> Provided data
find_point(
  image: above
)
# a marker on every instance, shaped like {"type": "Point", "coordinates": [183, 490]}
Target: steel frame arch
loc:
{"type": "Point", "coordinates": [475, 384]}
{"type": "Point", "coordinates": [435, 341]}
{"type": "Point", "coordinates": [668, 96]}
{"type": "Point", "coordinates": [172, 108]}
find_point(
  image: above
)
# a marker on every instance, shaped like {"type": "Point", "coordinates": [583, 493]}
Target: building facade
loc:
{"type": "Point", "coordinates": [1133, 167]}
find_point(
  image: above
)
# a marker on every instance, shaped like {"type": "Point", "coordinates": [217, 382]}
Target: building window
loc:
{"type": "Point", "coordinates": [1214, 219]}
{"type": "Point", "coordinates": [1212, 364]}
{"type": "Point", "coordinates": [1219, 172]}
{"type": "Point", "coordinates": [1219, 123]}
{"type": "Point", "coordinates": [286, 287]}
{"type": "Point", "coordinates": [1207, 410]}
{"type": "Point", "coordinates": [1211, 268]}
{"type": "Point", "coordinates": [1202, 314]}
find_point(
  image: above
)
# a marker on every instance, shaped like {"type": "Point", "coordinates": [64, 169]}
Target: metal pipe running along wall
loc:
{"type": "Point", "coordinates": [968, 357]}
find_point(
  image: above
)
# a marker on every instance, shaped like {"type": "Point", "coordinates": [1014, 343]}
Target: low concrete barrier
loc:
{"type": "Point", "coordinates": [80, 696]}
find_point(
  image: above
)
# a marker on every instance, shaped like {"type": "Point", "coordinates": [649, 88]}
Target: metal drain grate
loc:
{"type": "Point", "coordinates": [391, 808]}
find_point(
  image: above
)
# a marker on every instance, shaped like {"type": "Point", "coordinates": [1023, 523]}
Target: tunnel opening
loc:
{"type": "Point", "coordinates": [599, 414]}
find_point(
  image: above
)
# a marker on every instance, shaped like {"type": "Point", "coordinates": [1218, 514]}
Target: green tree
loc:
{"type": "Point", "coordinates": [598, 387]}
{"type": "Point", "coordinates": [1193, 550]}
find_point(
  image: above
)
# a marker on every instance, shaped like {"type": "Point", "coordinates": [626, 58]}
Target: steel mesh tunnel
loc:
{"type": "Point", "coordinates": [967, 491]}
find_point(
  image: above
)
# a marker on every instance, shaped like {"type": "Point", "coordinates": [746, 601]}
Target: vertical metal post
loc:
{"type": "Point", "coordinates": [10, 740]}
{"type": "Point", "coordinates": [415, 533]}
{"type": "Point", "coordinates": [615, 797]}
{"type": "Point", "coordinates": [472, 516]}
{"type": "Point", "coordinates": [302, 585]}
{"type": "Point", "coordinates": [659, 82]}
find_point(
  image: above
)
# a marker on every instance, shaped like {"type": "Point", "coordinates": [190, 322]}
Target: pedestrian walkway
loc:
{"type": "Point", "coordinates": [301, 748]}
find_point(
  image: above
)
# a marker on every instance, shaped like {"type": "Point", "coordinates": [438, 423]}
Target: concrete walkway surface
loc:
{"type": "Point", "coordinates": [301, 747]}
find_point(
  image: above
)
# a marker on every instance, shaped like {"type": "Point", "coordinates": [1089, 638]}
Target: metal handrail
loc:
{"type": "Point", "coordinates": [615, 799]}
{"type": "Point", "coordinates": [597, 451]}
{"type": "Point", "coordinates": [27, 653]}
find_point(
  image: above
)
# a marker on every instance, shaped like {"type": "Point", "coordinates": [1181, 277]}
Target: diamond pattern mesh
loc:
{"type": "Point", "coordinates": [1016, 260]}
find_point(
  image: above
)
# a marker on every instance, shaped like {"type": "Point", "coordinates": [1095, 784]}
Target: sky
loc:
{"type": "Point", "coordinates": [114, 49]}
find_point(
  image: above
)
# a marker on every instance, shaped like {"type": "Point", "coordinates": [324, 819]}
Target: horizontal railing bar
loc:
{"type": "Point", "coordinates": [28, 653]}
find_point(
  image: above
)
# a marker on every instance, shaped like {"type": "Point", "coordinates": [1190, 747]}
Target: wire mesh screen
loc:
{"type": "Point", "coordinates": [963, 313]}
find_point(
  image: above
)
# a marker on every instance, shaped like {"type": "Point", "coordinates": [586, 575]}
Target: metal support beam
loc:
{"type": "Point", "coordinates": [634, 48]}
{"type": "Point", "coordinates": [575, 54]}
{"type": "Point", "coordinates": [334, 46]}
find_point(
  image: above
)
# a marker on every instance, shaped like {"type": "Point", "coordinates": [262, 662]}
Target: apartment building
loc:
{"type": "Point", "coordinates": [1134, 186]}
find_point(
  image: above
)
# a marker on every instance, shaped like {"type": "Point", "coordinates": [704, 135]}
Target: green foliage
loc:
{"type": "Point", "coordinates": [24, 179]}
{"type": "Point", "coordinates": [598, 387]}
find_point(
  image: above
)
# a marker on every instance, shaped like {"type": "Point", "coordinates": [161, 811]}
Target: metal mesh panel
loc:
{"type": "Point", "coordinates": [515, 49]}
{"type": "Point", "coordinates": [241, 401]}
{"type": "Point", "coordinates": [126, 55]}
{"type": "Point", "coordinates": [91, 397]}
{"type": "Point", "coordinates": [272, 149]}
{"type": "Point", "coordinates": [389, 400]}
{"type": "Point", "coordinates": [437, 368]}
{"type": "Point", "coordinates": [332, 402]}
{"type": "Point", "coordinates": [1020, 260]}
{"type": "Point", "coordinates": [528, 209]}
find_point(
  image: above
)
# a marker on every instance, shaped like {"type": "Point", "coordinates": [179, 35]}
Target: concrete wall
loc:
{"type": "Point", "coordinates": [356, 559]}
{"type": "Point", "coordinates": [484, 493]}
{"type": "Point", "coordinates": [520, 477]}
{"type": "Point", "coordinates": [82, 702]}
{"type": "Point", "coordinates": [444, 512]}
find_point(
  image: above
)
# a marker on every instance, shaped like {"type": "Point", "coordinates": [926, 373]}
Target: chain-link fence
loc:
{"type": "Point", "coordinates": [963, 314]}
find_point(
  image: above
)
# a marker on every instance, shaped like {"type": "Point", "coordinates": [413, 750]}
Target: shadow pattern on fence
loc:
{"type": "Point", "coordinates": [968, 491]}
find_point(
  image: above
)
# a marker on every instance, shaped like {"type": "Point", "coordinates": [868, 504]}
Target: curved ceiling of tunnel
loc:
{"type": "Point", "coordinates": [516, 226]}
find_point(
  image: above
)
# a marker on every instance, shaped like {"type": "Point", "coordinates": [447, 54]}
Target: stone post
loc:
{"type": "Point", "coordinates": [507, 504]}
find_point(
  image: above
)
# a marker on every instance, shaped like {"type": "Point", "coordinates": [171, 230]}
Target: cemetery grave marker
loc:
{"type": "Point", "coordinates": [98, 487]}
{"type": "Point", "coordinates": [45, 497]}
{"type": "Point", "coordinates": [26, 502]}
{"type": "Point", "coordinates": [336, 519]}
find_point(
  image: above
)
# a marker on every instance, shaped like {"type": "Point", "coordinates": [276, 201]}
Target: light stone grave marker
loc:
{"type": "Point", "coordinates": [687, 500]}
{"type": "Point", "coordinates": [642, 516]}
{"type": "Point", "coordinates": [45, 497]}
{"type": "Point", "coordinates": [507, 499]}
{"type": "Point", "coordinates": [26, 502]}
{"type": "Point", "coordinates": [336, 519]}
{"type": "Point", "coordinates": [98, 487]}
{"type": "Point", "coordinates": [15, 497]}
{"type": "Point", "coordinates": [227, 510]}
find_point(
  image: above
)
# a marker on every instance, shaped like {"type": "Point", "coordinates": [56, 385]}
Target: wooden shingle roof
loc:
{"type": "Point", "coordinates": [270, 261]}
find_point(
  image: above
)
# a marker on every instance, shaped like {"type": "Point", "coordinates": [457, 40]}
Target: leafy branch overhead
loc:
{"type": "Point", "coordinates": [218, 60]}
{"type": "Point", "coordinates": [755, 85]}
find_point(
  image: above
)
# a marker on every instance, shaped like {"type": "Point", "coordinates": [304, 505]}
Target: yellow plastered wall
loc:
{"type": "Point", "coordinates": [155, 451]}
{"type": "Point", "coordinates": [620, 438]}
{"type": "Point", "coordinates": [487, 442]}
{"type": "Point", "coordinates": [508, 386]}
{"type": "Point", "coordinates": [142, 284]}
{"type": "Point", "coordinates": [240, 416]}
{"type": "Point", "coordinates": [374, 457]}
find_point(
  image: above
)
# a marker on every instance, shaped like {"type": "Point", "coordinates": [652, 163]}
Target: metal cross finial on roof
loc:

> Directions
Pull out every line of the data above that contains the string "walkway", treating uppercase and lowercase as different.

> Task answer
Target: pedestrian walkway
Target: concrete walkway surface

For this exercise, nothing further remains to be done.